== Quoted passage
UKC

Jacob Hadley - E7 at 13 Interview

© Jacob Hadley

A forum post recently cropped up featuring a video of 13 year-old Jacob Hadley cruising up My Halo E7 6b in the Dinorwig Slate Quarries back in May this year. What's more, he described the route as "soft"! It's unusual to see such a young climber going for hard trad ascents, so we thought we'd ask Jacob a few questions about his climbing and motivations.

Jacob on The Moon E3, Gogarth  © Jacob Hadley
Jacob on The Moon E3, Gogarth
© Jacob Hadley

Jacob, now 14, lives in Dinorwig - just a five minute walk from the Llanberis slate quarries and a 40 minute walk from Llanberis Pass. With some of the best trad climbing in the UK just a stone's throw away and a local area rich in climbing history, it's easy to see where his inspiration might come from. Having onsighted E5, headpointed E7 and built up an impressive slate resume in just a few years, the future looks bright for Jacob. Add to this the fact that his UKC wishlist contains some of the UK's hardest trad routes up to E9, it's clear that ambition isn't a weakness for this up-and-coming North Wales trad talent...

"Make sure your motivation is right! Because if you only climb to get to the top, you should seriously question why you climb!" - Jacob Hadley, aged 14


How long have you been climbing and how did you get into it?

I have been climbing for three or four years now, though it only became a main hobby in January of 2014. I was introduced when I went to my little brother’s friend’s birthday party at the old Beacon where we did some top roping. The climbing instructor suggested to my parents that I join the Saturday morning bouldering club. At first I was intimidated by the people at the bouldering club. Really, I was always intimidated by them up until a year ago. The reason I really got into climbing was that I had been up Tryfan North ridge with a friend, and the rock texture, cracks and the atmosphere were so new and amazing. It was really the position of being on a random point on a mountain I liked being in. But the winter came and I could not go walking/scrambling. I realized that climbing was similar and I could climb it as if it were a mountain. But really for the next six months mountaineering was what really inspired me.
====
== Source data
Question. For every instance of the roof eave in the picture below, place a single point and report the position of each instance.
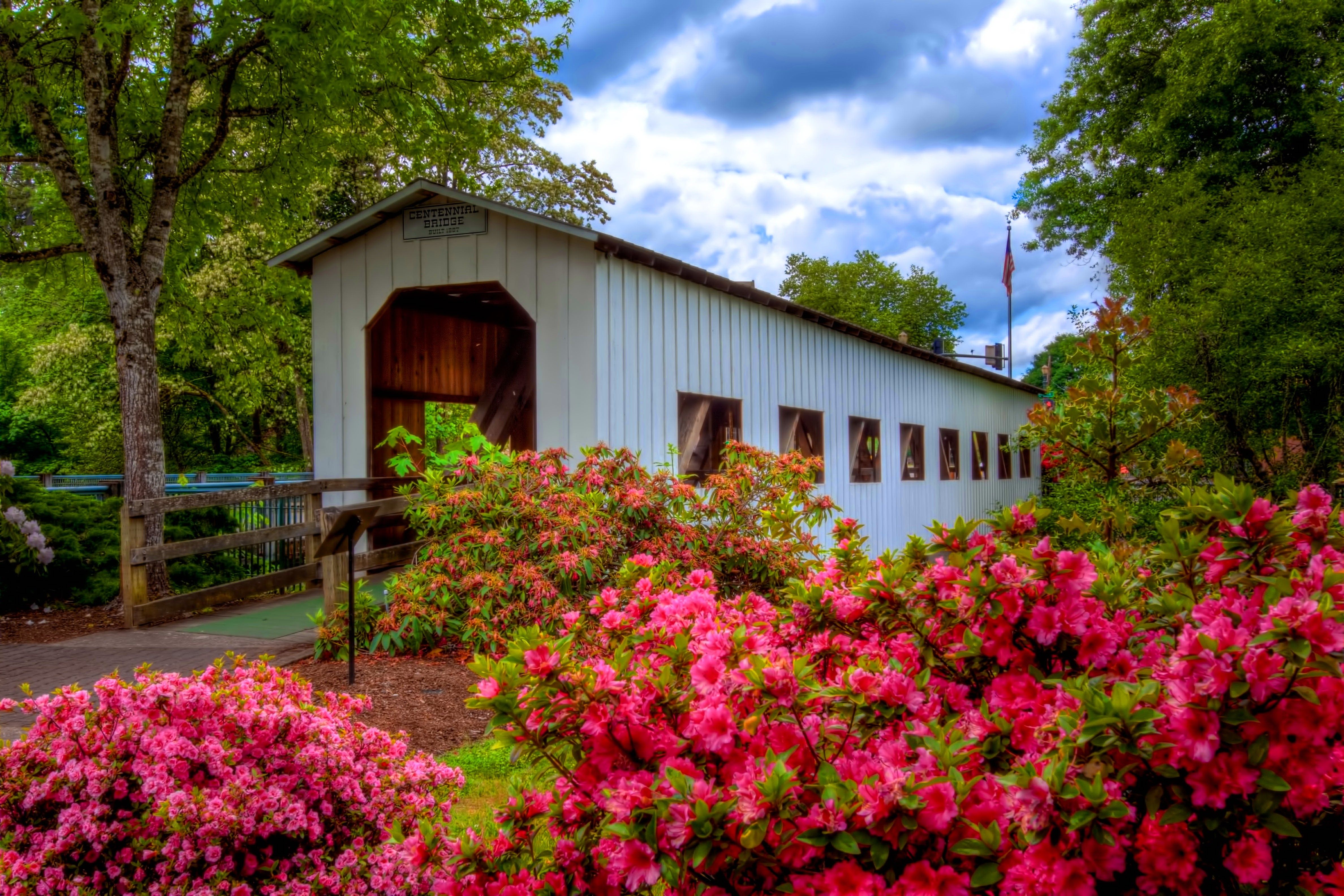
====
• _Exercise instructions_
A – Please return the Jacob Hadley interview word for word, starting with "Jacob Hadley - E7" and going on through "climbing and motivations.".
B – According to the Jacob Hadley interview, at what event was Jacob first introduced to climbing?
C – Write what comes next in the Jacob Hadley interview.

• _Expected answers_
A –
Jacob Hadley - E7 at 13 Interview

© Jacob Hadley

A forum post recently cropped up featuring a video of 13 year-old Jacob Hadley cruising up My Halo E7 6b in the Dinorwig Slate Quarries back in May this year. What's more, he described the route as "soft"! It's unusual to see such a young climber going for hard trad ascents, so we thought we'd ask Jacob a few questions about his climbing and motivations.

B – At his little brother's friend's birthday party at the old Beacon, where they did some top roping.

C –
It's unusual to start trad climbing so young and to progress so quickly - what made you want to learn to trad climb? When and how did you learn?

I started out not wanting to trad climb but to be able to do harder scrambles, and get to more interesting places. I went on a one day scrambling course on my birthday in June 2014. We did a couple of scrambles on Tryfan and I managed to lead Little Tryfan Arête, and on little Tryfan arête I got to a point where I couldn’t place gear and my instructor told me to carry on. That feeling of stepping out in a runout position, in control, not scared but alert really did it for me. A week later, I went back out on Tryfan to do North Buttress V.diff with my mate Jasper after only climbing a grade 3 scramble! We had an epic, went off route really badly and got scared, but it was the funniest, funniest thing I had done. Shortly after that, I realised that there was some trad climbing in Bus Stop Quarry just down the road after I got a guide book for my birthday. I lead Equinox VS 4b which is probably the most spiritual experience I’ve ever had! The gear I placed was so bad, probably looked like a joke to the trained eye! It just went on from there really.

flashing slug club special E4 6a  © JSH
flashing slug club special E4 6a
© JSH, Sep 2014

Do you do any other forms of climbing - sport, bouldering, competitions etc?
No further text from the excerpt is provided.